→ WHAT IS REQUIRED
The records below need to be repeated exactly, with every picture left out.
++++ RECORDS FOR THE EXERCISE
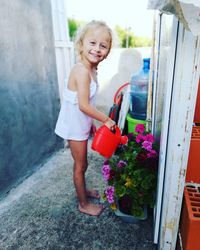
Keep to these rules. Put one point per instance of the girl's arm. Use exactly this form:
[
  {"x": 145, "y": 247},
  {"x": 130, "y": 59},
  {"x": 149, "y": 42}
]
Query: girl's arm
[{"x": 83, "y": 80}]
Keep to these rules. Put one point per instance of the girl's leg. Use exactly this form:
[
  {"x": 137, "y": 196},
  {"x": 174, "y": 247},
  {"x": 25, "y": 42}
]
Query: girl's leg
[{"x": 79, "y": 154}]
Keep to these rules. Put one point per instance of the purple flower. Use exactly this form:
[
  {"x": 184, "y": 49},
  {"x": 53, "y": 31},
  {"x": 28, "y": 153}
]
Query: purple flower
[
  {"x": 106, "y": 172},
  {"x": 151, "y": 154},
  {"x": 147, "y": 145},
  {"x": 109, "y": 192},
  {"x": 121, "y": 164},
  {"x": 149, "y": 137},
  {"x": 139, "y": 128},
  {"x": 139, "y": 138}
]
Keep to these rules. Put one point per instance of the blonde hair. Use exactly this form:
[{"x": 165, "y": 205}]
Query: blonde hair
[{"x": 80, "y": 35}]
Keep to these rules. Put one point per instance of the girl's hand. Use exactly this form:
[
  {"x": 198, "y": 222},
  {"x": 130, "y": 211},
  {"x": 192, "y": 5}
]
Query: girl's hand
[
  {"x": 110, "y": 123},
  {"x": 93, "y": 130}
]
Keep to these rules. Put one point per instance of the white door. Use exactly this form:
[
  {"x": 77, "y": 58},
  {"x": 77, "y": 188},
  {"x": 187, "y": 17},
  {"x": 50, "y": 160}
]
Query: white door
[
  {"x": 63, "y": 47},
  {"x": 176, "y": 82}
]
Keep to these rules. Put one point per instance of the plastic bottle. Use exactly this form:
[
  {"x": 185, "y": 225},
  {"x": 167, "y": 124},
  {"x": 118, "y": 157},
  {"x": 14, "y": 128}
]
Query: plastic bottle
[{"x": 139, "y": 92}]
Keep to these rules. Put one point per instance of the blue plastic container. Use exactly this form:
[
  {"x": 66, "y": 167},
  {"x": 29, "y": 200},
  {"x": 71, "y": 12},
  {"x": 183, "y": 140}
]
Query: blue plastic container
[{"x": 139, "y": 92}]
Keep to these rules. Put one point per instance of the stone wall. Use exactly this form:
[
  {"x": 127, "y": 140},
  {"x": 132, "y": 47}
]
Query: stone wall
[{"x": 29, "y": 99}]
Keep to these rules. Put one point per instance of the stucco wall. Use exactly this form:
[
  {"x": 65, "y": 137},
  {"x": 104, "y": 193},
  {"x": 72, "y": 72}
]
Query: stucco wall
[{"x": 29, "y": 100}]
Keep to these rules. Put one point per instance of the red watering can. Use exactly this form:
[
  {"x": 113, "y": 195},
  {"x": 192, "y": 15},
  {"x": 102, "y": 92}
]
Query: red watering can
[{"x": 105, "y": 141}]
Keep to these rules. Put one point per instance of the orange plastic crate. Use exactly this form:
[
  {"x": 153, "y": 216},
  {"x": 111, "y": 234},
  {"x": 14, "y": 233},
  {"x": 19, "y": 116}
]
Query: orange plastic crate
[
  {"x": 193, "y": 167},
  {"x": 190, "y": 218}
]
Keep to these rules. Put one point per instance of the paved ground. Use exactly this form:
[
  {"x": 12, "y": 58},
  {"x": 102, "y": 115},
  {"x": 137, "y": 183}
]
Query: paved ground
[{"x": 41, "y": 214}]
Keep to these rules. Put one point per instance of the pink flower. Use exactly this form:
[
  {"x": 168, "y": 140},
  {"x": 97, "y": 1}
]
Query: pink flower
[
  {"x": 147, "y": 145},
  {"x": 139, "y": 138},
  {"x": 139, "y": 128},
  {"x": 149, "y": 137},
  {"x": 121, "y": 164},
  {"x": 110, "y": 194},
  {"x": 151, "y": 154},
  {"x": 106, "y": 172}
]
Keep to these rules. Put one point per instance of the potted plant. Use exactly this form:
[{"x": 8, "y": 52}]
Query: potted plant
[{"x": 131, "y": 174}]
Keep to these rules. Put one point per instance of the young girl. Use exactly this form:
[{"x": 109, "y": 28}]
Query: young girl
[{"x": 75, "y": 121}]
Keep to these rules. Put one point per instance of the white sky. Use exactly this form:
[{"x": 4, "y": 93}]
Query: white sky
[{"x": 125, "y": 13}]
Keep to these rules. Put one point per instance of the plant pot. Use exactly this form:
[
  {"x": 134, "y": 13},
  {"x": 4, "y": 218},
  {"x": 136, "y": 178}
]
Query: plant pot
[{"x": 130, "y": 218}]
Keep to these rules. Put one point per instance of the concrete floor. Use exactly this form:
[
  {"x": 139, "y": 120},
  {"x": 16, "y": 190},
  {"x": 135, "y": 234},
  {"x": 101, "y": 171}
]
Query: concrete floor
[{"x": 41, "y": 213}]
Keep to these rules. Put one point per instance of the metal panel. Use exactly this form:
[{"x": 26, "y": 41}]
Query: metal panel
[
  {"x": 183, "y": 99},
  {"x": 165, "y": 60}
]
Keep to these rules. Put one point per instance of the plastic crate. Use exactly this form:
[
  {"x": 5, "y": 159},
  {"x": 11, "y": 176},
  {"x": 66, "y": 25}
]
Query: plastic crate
++++++++
→ EXERCISE OUTPUT
Keep to these rules. Put one point per instance of the girl's arm. Use exactly this form:
[
  {"x": 145, "y": 247},
  {"x": 130, "y": 59},
  {"x": 149, "y": 42}
]
Query: girl's arm
[{"x": 83, "y": 80}]
Keep to these rules. Put one point per instance of the girl's leg. Use exactly this form:
[
  {"x": 137, "y": 196},
  {"x": 174, "y": 247},
  {"x": 25, "y": 42}
]
Query: girl's leg
[{"x": 79, "y": 154}]
Keep to these rules. Put one point per instance of the purple flower. Use exactly this form:
[
  {"x": 184, "y": 49},
  {"x": 53, "y": 31},
  {"x": 28, "y": 153}
]
Query: purple flower
[
  {"x": 106, "y": 172},
  {"x": 151, "y": 154},
  {"x": 147, "y": 145},
  {"x": 109, "y": 192},
  {"x": 121, "y": 164},
  {"x": 149, "y": 137},
  {"x": 139, "y": 128},
  {"x": 139, "y": 138}
]
Keep to these rules. Put one point per instance of the blonde hair. Use exactly this form:
[{"x": 165, "y": 205}]
Query: blonde hair
[{"x": 80, "y": 35}]
Keep to these rules. Put one point per instance of the girl's hand. Use exactly this form:
[
  {"x": 198, "y": 222},
  {"x": 130, "y": 211},
  {"x": 192, "y": 5}
]
Query: girl's hand
[
  {"x": 110, "y": 123},
  {"x": 93, "y": 130}
]
Keep to these rules. Put one point per instance of the white door. Use exactly this form:
[
  {"x": 77, "y": 58},
  {"x": 77, "y": 188},
  {"x": 187, "y": 17},
  {"x": 50, "y": 160}
]
Query: white door
[
  {"x": 63, "y": 47},
  {"x": 176, "y": 82}
]
Keep to these rules. Put one point per instance of the plastic bottle. Use exactly this form:
[
  {"x": 185, "y": 225},
  {"x": 167, "y": 124},
  {"x": 118, "y": 157},
  {"x": 14, "y": 128}
]
Query: plastic bottle
[{"x": 139, "y": 92}]
Keep to these rules. Put one point per instance of the blue plastic container. Use exactly this form:
[
  {"x": 66, "y": 167},
  {"x": 29, "y": 200},
  {"x": 71, "y": 12},
  {"x": 183, "y": 140}
]
Query: blue plastic container
[{"x": 139, "y": 92}]
Keep to these rules. Put one point per instance of the stone wall. Use exactly this form:
[
  {"x": 127, "y": 140},
  {"x": 132, "y": 47}
]
Query: stone wall
[{"x": 29, "y": 99}]
Keep to these rules. Put one point per instance of the stucco wall. Use exactly this form:
[
  {"x": 65, "y": 137},
  {"x": 104, "y": 193},
  {"x": 72, "y": 72}
]
Query: stucco wall
[{"x": 29, "y": 100}]
Keep to these rules. Put one point per instance of the red watering can. Use exactly this form:
[
  {"x": 113, "y": 195},
  {"x": 192, "y": 15},
  {"x": 102, "y": 92}
]
Query: red watering can
[{"x": 105, "y": 141}]
Keep to these rules. Put one point per instance of the orange plastic crate. Use exactly this form:
[
  {"x": 153, "y": 216},
  {"x": 111, "y": 234},
  {"x": 14, "y": 233},
  {"x": 19, "y": 116}
]
Query: orange plastic crate
[
  {"x": 193, "y": 167},
  {"x": 190, "y": 218}
]
Keep to these rules. Put one point per instance of the paved ground. Use exactly this form:
[
  {"x": 12, "y": 58},
  {"x": 102, "y": 115},
  {"x": 137, "y": 183}
]
Query: paved ground
[{"x": 41, "y": 214}]
Keep to these rules. Put one point per instance of the pink flower. Use exactly this form:
[
  {"x": 168, "y": 140},
  {"x": 97, "y": 1}
]
Query: pink flower
[
  {"x": 147, "y": 145},
  {"x": 139, "y": 138},
  {"x": 139, "y": 128},
  {"x": 149, "y": 137},
  {"x": 121, "y": 164},
  {"x": 110, "y": 194},
  {"x": 151, "y": 154},
  {"x": 106, "y": 172}
]
Keep to these rules. Put one point per instance of the potted plant. Use exactly this form:
[{"x": 8, "y": 52}]
Query: potted plant
[{"x": 131, "y": 174}]
Keep to these rules. Put one point per instance of the young girl. Use exactly this form:
[{"x": 109, "y": 28}]
Query: young girl
[{"x": 75, "y": 121}]
Keep to these rules. Put one point per instance of the white sky. Use exactly this form:
[{"x": 4, "y": 93}]
Query: white sky
[{"x": 125, "y": 13}]
Keep to these rules. Put one point per instance of the plant pot. Use exactly this form:
[
  {"x": 134, "y": 13},
  {"x": 4, "y": 218},
  {"x": 136, "y": 178}
]
Query: plant pot
[{"x": 130, "y": 218}]
Keep to these rules. Put one point per instance of the concrete floor. Use exactly this form:
[
  {"x": 139, "y": 120},
  {"x": 16, "y": 190},
  {"x": 135, "y": 234},
  {"x": 101, "y": 171}
]
Query: concrete floor
[{"x": 41, "y": 213}]
Keep to these rules. Put one point per instance of the metal panel. Use exactly this form:
[{"x": 26, "y": 41}]
Query: metal panel
[
  {"x": 183, "y": 99},
  {"x": 165, "y": 60}
]
Keep to these rules. Put one point per instance of the plastic crate. Use exactly this form:
[
  {"x": 5, "y": 159},
  {"x": 11, "y": 176},
  {"x": 66, "y": 25}
]
Query: plastic crate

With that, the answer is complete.